● **Directions for this task**: Can you retype every line of the entries below, character for character, leaving out the pictures?

● **Raw records**:
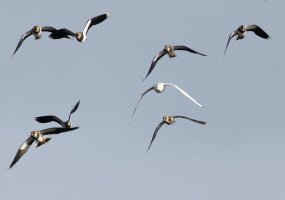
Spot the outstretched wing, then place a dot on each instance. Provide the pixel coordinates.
(142, 95)
(230, 37)
(73, 109)
(26, 35)
(48, 29)
(22, 150)
(155, 133)
(258, 31)
(154, 61)
(50, 118)
(184, 93)
(185, 48)
(193, 120)
(93, 21)
(50, 131)
(61, 33)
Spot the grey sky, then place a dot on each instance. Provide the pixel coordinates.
(239, 155)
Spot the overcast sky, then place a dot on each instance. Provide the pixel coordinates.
(239, 155)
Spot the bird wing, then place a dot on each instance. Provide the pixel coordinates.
(50, 131)
(184, 93)
(61, 33)
(93, 21)
(27, 34)
(22, 150)
(155, 133)
(230, 37)
(74, 109)
(185, 48)
(193, 120)
(154, 61)
(48, 29)
(50, 118)
(142, 95)
(258, 31)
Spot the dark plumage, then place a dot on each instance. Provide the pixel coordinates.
(240, 33)
(169, 120)
(50, 118)
(169, 49)
(37, 136)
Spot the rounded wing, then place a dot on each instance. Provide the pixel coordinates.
(142, 95)
(50, 118)
(258, 31)
(230, 37)
(185, 48)
(93, 21)
(22, 150)
(26, 35)
(155, 133)
(193, 120)
(184, 93)
(50, 131)
(154, 61)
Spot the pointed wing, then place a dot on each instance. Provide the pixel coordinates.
(74, 109)
(61, 33)
(193, 120)
(50, 131)
(22, 150)
(50, 118)
(142, 95)
(230, 37)
(179, 47)
(155, 133)
(26, 35)
(93, 21)
(48, 29)
(154, 61)
(184, 93)
(258, 31)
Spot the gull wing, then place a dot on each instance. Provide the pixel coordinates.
(93, 21)
(50, 131)
(258, 31)
(50, 118)
(22, 150)
(184, 93)
(185, 48)
(154, 61)
(230, 37)
(193, 120)
(142, 95)
(24, 36)
(73, 109)
(155, 133)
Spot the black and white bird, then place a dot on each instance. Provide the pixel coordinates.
(169, 120)
(50, 118)
(62, 33)
(38, 136)
(37, 32)
(240, 33)
(169, 50)
(159, 88)
(82, 36)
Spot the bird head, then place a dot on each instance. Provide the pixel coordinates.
(35, 134)
(168, 120)
(159, 87)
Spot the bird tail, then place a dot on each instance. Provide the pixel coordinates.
(45, 141)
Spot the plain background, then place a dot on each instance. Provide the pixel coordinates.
(239, 155)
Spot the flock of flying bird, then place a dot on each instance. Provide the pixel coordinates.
(39, 136)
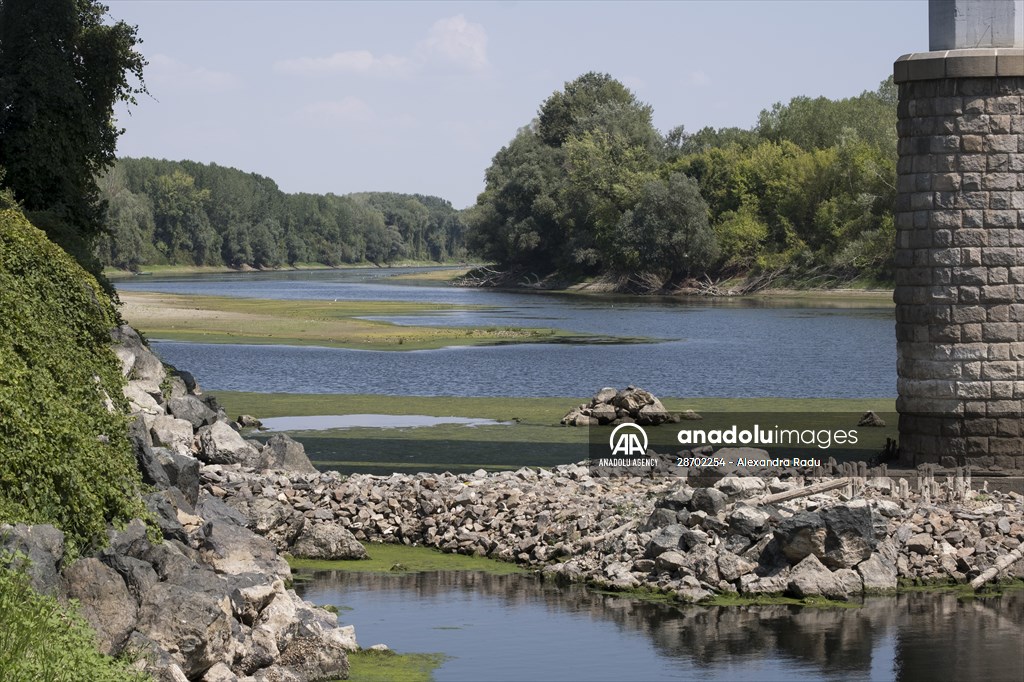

● **Result**:
Spot the outstretched wing, then place a dot on each instance. Provide the pixel coordinates.
(142, 95)
(230, 37)
(73, 109)
(26, 35)
(48, 29)
(22, 150)
(155, 133)
(258, 31)
(154, 61)
(50, 118)
(184, 93)
(185, 48)
(193, 120)
(93, 21)
(50, 131)
(61, 33)
Spot the grey sky, then place a dot on each instance. Provide the pixel coordinates.
(239, 155)
Spot the overcast sky, then place a dot on each instance. Provide the pixel coordinates.
(239, 155)
Spot the bird wing, then place a dot on each instance. Provide the pixel coordinates.
(50, 131)
(184, 93)
(61, 33)
(93, 21)
(27, 34)
(22, 150)
(155, 133)
(230, 37)
(74, 109)
(185, 48)
(193, 120)
(154, 61)
(48, 29)
(50, 118)
(142, 95)
(258, 31)
Spot the dark plumage, then place a dot on each instance. Provide the pixel coordinates.
(240, 33)
(169, 120)
(50, 118)
(169, 49)
(37, 136)
Spot the rounded wing, then place a dot on each instance. Provide the pixel coordinates.
(142, 95)
(50, 118)
(258, 31)
(230, 37)
(185, 48)
(93, 21)
(22, 150)
(26, 35)
(155, 133)
(193, 120)
(184, 93)
(50, 131)
(154, 61)
Spot the pointed wing, then place a dot on each instance. Provide the pixel coordinates.
(74, 109)
(61, 33)
(193, 120)
(50, 131)
(22, 150)
(50, 118)
(142, 95)
(230, 37)
(179, 47)
(155, 133)
(26, 35)
(93, 21)
(48, 29)
(154, 61)
(184, 93)
(258, 31)
Spot the gull wing, then place a dot on each instance. Provide the pixel coordinates.
(93, 21)
(50, 131)
(258, 31)
(50, 118)
(22, 150)
(184, 93)
(185, 48)
(154, 61)
(230, 37)
(193, 120)
(142, 95)
(24, 36)
(73, 109)
(155, 133)
Spot the black and white bird, then place a dot on each instance. Provide the pixel coordinates.
(169, 120)
(50, 118)
(62, 33)
(38, 136)
(37, 32)
(240, 33)
(169, 50)
(159, 88)
(82, 36)
Spot the bird head, then place a dot on each instance. Provide the pixel coordinates.
(35, 134)
(168, 120)
(159, 87)
Spot the bird tail, then place a dot on each instance. Provide the pixel coordinates.
(45, 141)
Spot the plain background, then place a dot on each instance. Provide the pixel coordinates.
(239, 155)
Spot the flock of flying bird, then place a dot on each instance. Provide the pixel coordinates.
(39, 136)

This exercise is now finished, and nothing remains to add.